▶ STATED GOAL
Below are some records: retype them all exactly, but not the pictures.

%%

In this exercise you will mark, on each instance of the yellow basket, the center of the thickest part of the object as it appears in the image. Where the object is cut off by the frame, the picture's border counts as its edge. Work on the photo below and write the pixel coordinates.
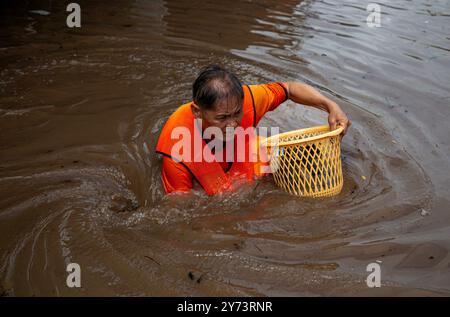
(307, 162)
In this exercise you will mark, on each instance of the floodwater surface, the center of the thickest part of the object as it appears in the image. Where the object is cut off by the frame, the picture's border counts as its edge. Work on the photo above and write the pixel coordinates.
(81, 110)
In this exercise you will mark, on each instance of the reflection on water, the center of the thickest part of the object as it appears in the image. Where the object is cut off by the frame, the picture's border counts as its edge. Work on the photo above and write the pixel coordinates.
(80, 111)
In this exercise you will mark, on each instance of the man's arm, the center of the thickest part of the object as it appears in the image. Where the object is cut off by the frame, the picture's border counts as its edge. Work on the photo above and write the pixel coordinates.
(175, 177)
(307, 95)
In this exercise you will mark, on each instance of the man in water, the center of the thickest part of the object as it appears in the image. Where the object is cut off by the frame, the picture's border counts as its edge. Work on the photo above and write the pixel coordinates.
(222, 104)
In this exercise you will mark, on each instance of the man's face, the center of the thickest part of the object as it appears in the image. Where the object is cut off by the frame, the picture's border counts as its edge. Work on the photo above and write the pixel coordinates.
(224, 115)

%%

▶ RESULT
In this exercise you will mark, on each instance of the yellow basket, the center of the thickest part of the object as it appears in the image. Where the object is cut off by the frame, the picture's border counts as its edge. Work on the photo below and write the pixel coordinates.
(307, 162)
In this exercise you will mark, on each instance of the floodwater surface, the center of the thickest part of the object as it appears in the image. Where the object is cut off by the frame, the picture's border counts as its edge. Work on the photo above and write the pixel coordinates.
(81, 110)
In this exercise you will mark, on each instance of the reflection on water, the center of the thickest part of the object as it appears in the image. Where the object is cut off by the frame, the picture's border counts as its edge. Work on the photo above and write the pixel coordinates.
(80, 111)
In this exercise you will mark, on each instance of the man's arm, the center of the thickest part of the object as it appears in the image. Where the object is cut off by the frame, the picture's border counts as its edge. Work on the photo above and write the pixel coordinates.
(175, 177)
(307, 95)
In this exercise you will mark, on each instance of the man in water, the center of the thickest part of the object as it appears in the image. Where the object is cut off by the frame, the picture's border counts as its edge. Work on the photo above and write the pixel coordinates.
(222, 104)
In this exercise you will mark, on each instance of the man's face, the center of the thickest part of the object as it appears in the image. Where the object is cut off by the frame, the picture's border counts as its edge. Work on the photo above and write the pixel coordinates.
(224, 115)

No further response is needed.